- [DIRECTIONS FOR THIS TASK] Would you copy the entries that follow exactly, leaving out every picture?

Referring expression data:
Content starts
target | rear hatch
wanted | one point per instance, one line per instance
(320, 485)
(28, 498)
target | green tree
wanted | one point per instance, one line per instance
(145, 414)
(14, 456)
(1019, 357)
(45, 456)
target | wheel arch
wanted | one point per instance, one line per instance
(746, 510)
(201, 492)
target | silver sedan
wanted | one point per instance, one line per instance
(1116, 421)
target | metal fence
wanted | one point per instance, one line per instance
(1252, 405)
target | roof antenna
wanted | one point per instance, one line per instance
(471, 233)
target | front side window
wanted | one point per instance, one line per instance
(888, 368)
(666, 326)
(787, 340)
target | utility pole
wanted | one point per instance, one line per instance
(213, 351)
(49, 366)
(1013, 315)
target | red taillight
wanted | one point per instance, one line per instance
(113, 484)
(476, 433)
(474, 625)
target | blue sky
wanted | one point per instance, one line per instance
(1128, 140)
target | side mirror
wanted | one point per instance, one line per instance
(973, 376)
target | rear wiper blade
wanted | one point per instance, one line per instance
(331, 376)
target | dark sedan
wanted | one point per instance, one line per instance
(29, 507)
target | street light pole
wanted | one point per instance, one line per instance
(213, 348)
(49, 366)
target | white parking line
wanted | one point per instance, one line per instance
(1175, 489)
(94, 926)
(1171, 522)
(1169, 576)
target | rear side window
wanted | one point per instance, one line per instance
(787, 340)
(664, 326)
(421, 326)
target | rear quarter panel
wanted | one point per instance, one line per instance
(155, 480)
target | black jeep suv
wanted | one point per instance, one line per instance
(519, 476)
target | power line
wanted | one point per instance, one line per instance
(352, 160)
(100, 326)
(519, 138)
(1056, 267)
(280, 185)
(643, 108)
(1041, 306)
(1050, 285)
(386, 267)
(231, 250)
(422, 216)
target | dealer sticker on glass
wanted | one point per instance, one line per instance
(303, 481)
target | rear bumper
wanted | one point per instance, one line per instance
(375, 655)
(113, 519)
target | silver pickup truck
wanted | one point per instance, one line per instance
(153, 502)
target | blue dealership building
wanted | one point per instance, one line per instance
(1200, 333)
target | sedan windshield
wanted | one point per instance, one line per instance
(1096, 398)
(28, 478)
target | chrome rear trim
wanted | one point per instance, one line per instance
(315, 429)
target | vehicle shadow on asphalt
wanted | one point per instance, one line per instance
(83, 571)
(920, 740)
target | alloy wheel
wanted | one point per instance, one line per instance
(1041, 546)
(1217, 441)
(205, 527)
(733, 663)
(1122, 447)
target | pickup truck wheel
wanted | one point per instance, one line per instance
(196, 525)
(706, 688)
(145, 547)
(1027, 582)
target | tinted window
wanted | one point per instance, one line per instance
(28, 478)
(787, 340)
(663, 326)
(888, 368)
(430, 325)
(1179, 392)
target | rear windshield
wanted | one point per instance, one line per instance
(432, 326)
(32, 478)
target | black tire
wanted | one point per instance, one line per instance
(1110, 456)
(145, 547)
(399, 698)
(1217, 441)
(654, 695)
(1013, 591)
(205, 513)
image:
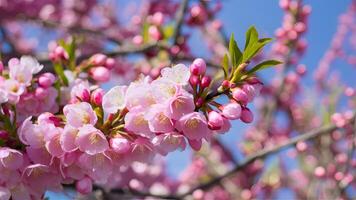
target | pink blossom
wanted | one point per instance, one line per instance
(11, 158)
(13, 89)
(180, 105)
(178, 74)
(198, 67)
(232, 111)
(194, 126)
(169, 142)
(114, 99)
(79, 114)
(91, 140)
(215, 120)
(67, 138)
(101, 74)
(135, 121)
(84, 186)
(120, 144)
(5, 193)
(158, 121)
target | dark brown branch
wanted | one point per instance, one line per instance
Content ends
- [ANSWER]
target | rear hatch
wanted | one point per instance, one line per instance
(320, 485)
(28, 498)
target | green tree
wanted | one point per instance, one line per instance
(145, 414)
(14, 456)
(1019, 357)
(45, 456)
target | wheel arch
wanted | one point per instance, one line per instance
(746, 510)
(201, 492)
target | silver sedan
wanted | one point per instance, one line per instance
(1116, 421)
target | metal fence
wanted | one point per instance, one line per instance
(1252, 405)
target | roof antenna
wanted | one point per instance, one line per instance
(471, 233)
target | front side window
wanted | one point per instance, one line per instance
(888, 368)
(666, 326)
(787, 340)
target | utility pole
wanted | one point per instance, one line per instance
(213, 351)
(49, 366)
(1013, 315)
target | red taillight
wanted | one point per instance, one line per instance
(113, 484)
(476, 433)
(474, 625)
target | blue sky
wanted | one point per instance, one line per instance
(1128, 140)
target | side mirror
wanted | one point per instance, one line per instance
(973, 376)
target | rear wiper blade
wanted | one point per instance, one line per instance
(331, 376)
target | dark sedan
wanted | one point per instance, one line per instance
(29, 507)
target | street light pole
wanted | one point per instance, one line per instance
(213, 348)
(49, 366)
target | white parking line
wanted | one point per instance, one line per instance
(1175, 489)
(94, 926)
(1171, 522)
(1169, 576)
target | rear side window
wanted | one point per instance, one line per instance
(787, 340)
(664, 326)
(421, 326)
target | rear quarter panel
wanted | one point per instance, one line per instance
(155, 480)
target | black jeep suv
wanted | one point per instance, one line per instance
(519, 476)
target | power line
wanted | one point per instance, one line per instance
(352, 160)
(100, 326)
(519, 138)
(1056, 267)
(280, 185)
(643, 108)
(1041, 306)
(1050, 285)
(386, 267)
(231, 250)
(422, 216)
target | dealer sticker on glass
wanted | one point per instance, one line per instance
(303, 481)
target | rear bumper
wanted | one point per instance, one line per instance
(375, 655)
(113, 519)
target | silver pickup truck
wanted | one point per instance, one line per instance
(153, 502)
target | blue dealership building
wanted | one point per instance, one line per instance
(1200, 333)
target | sedan windshield
wanted | one point per instance, one line per instance
(1096, 398)
(28, 478)
target | chrome rear trim
wanted | one point per instance, one line per instance
(315, 429)
target | vehicle shadow on asphalt
wanted | one point per instance, one line per instance
(83, 571)
(920, 740)
target | alloy wheel
wanted | one point per instance, one line per instance
(1041, 546)
(1217, 441)
(205, 527)
(733, 663)
(1122, 447)
target | pickup truck wheel
wanted | one point per instance, one line per instance
(196, 525)
(706, 688)
(145, 547)
(1027, 582)
target | tinted window
wanted | one point per instance, one line per instance
(28, 478)
(787, 340)
(663, 326)
(888, 368)
(430, 325)
(1179, 392)
target | rear windshield
wanted | one point per instance, one line per instance
(432, 326)
(32, 478)
target | black tire
wanted | one point per instance, one line per instance
(1110, 456)
(145, 547)
(399, 698)
(1217, 441)
(654, 695)
(1013, 591)
(205, 513)
image:
target | pink blossom
wanted | one point per instance, one line per instance
(11, 158)
(13, 89)
(180, 105)
(178, 74)
(198, 67)
(232, 111)
(194, 126)
(169, 142)
(114, 99)
(79, 114)
(91, 140)
(215, 120)
(67, 138)
(101, 74)
(135, 121)
(84, 186)
(120, 144)
(5, 193)
(158, 121)
target | dark brown branch
wanted | one point per instance, one line per instance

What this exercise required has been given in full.